═════ PAGE EXCERPT
TW: gendered language in most of the links 🙁
The Continence Foundation of Australia (CFA) has a great explanation of the pelvic floor, complete with visuals. I highly suggest familiarizing yourself with these muscles. At the very least, visualizing them helped me to understand more about the muscles I was using and which ones I wanted to target with various exercises.
Contract, Hold, Relax, Push-Out, Relax
This is one of the most basic pelvic floor exercises (Kegels with a twist!).
Most Kegel-type exercises only focus on the contract, hold, release aspect. However, this ignores a lot of what our muscles need to do. For example, I’ve been doing Kegels at least once a week (usually more) for close to two decades. My pelvic floor was still shit because it would get too tight and too tense. You can overwork these muscles – and I was doing just that.
What you want to do with this – after learning more about the pelvic floor and how it works for your genitalia – is tighten your pelvic floor. Do not go 0-100, though. Start low and slow – tighten gradually and go maybe to 50% of what you think you’re capable of. Hold that for ten seconds and release, focusing on getting back to your resting level of tension. Then, push out with those same muscles. Again, go low and slow.
══════════
→ **EXERCISE REQUIREMENTS**:
1. Which organization does the pelvic floor excerpt credit with a great explanation of the pelvic floor?
2. The pelvic floor excerpt says the writer's pelvic floor was still in poor shape after close to two decades of Kegels. Explain why, using the reason the excerpt gives.
3. Quote the pelvic floor excerpt from "TW: gendered language" to "with a twist!).".
═════ ENTRIES SUPPLIED
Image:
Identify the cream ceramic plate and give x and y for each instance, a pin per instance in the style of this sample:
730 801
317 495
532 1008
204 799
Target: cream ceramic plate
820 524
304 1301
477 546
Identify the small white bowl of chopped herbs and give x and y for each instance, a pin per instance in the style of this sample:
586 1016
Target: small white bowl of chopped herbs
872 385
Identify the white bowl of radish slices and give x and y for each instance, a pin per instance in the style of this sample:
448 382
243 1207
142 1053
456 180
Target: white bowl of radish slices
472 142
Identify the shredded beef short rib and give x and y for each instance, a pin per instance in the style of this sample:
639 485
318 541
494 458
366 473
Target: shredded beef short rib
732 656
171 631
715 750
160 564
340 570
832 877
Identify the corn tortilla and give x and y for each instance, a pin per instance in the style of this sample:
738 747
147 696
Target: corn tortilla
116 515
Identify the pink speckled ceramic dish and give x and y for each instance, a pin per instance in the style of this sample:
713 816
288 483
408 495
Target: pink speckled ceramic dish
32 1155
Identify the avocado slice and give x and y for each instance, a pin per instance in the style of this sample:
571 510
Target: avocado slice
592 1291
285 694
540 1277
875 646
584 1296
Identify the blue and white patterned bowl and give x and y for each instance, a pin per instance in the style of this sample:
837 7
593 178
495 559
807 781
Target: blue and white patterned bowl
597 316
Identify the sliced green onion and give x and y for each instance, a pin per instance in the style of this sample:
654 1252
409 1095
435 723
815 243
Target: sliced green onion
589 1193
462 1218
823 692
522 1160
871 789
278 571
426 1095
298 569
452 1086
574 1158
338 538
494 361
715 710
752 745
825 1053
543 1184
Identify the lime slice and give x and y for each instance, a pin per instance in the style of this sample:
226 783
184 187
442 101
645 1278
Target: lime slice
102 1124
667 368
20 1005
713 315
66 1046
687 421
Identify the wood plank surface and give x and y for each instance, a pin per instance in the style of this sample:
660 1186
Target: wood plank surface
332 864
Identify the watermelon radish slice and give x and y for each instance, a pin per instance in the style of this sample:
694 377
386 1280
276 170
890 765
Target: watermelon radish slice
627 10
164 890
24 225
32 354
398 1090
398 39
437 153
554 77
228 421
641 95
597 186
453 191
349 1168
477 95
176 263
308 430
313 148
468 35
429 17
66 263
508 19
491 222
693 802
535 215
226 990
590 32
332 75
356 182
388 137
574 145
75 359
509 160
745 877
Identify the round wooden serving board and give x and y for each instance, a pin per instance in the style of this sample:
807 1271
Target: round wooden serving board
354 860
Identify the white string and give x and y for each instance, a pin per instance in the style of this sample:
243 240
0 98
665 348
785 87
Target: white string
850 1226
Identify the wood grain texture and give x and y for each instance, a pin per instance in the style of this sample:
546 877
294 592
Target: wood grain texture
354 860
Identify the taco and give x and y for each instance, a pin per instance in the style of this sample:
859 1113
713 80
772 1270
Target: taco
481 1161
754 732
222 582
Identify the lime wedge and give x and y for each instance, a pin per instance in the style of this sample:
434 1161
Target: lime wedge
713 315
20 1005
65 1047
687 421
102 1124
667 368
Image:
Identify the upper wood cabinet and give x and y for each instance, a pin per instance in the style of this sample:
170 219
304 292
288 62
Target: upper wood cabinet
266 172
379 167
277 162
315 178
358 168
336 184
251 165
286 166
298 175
══════════
═════ ENTRIES SUPPLIED
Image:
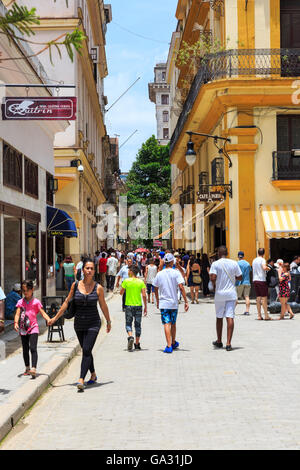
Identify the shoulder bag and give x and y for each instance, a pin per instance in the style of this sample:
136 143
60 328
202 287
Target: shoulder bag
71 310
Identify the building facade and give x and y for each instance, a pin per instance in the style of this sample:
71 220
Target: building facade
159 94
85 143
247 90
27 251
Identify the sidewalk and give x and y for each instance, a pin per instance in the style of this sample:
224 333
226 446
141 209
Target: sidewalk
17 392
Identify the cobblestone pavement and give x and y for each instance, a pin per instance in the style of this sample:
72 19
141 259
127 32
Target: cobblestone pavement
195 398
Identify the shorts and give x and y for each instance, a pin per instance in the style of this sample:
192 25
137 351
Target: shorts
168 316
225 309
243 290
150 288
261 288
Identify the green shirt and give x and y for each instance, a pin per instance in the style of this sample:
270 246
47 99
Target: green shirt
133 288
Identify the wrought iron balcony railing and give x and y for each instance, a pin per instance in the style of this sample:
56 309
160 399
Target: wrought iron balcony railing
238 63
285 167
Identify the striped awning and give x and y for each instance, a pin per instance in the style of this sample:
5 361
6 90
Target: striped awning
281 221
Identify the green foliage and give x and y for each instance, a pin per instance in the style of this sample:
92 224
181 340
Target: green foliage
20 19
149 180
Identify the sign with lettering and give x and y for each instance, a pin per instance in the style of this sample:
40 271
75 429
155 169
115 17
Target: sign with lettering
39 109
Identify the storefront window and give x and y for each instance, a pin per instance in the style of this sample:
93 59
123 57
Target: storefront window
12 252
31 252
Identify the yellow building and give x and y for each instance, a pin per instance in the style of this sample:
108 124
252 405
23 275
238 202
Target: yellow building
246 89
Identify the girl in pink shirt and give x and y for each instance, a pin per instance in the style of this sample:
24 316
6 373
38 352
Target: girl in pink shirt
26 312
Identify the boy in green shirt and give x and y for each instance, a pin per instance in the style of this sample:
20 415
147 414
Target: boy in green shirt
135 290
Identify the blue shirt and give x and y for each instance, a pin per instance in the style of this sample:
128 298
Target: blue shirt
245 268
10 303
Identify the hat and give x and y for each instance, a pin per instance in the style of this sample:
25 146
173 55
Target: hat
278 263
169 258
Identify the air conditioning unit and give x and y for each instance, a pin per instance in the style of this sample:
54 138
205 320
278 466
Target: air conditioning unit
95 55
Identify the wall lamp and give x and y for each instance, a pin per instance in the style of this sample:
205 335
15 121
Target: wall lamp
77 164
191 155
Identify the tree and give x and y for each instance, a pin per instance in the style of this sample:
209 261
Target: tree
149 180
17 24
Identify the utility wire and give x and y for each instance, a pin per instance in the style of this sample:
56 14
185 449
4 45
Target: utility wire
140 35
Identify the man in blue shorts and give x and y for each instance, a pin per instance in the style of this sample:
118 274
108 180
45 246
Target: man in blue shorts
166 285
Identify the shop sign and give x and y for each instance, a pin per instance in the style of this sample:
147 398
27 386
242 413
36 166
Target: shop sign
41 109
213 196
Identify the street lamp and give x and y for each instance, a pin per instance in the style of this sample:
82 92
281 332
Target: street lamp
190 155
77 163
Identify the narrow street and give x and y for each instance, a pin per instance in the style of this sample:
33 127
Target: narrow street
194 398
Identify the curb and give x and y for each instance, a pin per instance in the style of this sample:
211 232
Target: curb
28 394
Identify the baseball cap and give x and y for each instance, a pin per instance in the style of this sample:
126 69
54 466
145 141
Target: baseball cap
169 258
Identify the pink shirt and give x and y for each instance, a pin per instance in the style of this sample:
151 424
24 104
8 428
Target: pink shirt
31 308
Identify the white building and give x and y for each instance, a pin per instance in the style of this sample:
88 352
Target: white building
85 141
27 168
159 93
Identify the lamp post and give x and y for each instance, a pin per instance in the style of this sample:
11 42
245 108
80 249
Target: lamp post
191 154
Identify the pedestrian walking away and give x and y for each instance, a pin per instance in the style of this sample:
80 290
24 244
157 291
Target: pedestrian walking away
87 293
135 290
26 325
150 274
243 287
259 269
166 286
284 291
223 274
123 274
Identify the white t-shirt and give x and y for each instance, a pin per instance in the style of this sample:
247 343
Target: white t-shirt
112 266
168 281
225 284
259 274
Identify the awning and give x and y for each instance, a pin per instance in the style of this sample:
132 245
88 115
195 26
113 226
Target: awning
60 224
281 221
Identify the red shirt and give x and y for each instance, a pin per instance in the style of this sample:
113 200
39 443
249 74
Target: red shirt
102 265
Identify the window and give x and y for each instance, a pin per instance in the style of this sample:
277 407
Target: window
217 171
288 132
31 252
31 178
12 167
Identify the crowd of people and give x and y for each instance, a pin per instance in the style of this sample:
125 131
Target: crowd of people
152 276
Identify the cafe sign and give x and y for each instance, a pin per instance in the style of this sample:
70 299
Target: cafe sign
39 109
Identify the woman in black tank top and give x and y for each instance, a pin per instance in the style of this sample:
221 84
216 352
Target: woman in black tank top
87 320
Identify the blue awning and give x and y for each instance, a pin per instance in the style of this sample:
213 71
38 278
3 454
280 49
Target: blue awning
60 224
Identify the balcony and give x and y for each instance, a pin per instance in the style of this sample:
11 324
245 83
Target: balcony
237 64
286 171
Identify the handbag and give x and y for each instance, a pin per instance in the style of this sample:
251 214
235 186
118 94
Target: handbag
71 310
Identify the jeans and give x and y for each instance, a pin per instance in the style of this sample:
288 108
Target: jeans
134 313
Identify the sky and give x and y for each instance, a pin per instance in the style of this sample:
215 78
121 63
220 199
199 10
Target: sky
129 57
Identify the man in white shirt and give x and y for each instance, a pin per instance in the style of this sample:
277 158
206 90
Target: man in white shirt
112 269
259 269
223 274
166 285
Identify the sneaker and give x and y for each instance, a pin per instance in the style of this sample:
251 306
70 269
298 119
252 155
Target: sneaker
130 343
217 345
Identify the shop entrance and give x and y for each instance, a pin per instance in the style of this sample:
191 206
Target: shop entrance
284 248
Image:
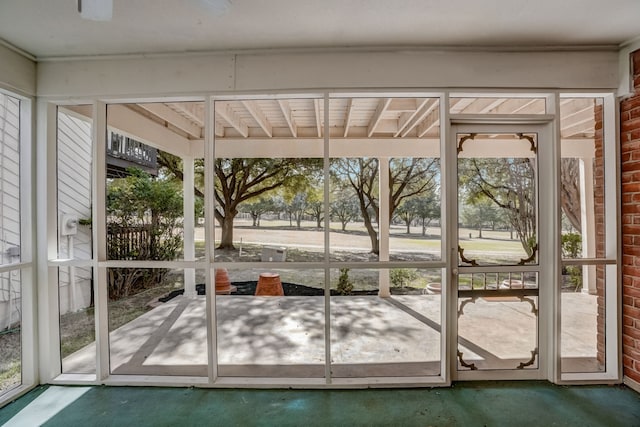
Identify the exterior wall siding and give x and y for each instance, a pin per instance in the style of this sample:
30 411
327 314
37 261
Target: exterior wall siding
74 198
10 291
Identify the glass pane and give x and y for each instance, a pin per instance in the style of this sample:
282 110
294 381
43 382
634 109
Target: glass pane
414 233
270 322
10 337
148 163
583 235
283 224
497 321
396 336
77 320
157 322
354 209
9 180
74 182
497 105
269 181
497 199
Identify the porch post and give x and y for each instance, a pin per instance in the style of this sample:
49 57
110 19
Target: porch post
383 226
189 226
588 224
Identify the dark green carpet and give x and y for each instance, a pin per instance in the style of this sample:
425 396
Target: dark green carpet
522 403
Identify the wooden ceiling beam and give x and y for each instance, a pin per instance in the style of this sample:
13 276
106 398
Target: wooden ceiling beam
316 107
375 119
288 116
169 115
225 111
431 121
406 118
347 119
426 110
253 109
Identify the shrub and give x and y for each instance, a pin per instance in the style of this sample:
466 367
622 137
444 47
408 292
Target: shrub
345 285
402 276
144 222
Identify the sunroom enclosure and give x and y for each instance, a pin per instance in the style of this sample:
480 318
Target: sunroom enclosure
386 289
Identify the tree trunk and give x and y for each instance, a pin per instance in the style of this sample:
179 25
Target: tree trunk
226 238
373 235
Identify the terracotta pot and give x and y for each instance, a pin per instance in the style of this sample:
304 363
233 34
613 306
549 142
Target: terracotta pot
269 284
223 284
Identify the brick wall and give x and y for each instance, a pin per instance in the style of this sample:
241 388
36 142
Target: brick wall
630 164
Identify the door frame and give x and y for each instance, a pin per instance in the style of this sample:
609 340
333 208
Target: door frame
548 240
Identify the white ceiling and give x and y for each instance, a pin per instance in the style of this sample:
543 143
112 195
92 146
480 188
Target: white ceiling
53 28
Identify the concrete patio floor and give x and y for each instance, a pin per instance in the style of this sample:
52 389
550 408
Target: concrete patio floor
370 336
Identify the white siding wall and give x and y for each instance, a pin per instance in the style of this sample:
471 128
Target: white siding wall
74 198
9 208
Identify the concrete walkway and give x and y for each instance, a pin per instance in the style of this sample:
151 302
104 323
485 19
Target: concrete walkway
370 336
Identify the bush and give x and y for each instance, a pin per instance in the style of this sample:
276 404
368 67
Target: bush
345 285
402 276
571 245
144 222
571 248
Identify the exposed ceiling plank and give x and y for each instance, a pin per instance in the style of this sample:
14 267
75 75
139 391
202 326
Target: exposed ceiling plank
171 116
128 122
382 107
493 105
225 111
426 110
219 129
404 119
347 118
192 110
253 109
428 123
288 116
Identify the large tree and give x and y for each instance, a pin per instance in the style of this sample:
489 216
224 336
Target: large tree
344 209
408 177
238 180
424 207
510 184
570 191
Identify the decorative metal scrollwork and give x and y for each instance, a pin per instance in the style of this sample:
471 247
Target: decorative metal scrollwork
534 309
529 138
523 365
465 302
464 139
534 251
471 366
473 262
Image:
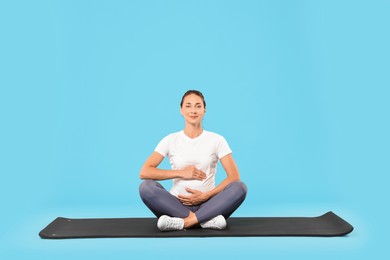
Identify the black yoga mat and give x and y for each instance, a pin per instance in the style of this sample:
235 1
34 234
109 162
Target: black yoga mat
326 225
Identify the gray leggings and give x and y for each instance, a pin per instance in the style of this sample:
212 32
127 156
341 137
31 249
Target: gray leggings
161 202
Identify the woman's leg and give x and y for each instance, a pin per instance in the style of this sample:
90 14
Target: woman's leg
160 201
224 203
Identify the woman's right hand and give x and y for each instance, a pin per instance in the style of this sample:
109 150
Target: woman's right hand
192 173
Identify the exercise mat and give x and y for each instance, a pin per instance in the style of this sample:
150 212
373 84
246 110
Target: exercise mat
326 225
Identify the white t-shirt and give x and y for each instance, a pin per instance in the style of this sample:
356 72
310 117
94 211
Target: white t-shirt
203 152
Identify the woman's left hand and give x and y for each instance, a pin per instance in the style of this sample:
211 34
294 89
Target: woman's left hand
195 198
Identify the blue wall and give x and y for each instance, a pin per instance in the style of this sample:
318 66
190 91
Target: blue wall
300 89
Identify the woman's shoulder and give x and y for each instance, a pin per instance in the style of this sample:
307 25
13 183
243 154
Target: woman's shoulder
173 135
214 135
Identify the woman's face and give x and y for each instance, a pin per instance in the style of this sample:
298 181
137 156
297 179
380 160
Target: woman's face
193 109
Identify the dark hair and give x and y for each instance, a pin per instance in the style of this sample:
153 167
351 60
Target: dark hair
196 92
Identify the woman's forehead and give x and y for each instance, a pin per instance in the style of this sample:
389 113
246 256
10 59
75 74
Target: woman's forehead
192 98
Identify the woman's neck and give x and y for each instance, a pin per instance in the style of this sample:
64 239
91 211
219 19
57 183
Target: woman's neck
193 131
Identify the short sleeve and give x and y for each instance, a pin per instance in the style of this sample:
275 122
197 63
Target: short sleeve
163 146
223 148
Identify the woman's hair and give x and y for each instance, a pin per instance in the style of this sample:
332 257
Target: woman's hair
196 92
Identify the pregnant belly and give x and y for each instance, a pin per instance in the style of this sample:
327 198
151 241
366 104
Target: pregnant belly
══════════
→ **RESULTS BY TASK**:
1. The Continence Foundation of Australia (CFA).

2. The writer's pelvic floor would get too tight and too tense. These muscles can be overworked, and that is what the writer had been doing. Most Kegel-type exercises focus only on contracting, holding and releasing, which ignores much of what the muscles need to do.

3.
TW: gendered language in most of the links 🙁
The Continence Foundation of Australia (CFA) has a great explanation of the pelvic floor, complete with visuals. I highly suggest familiarizing yourself with these muscles. At the very least, visualizing them helped me to understand more about the muscles I was using and which ones I wanted to target with various exercises.
Contract, Hold, Relax, Push-Out, Relax
This is one of the most basic pelvic floor exercises (Kegels with a twist!).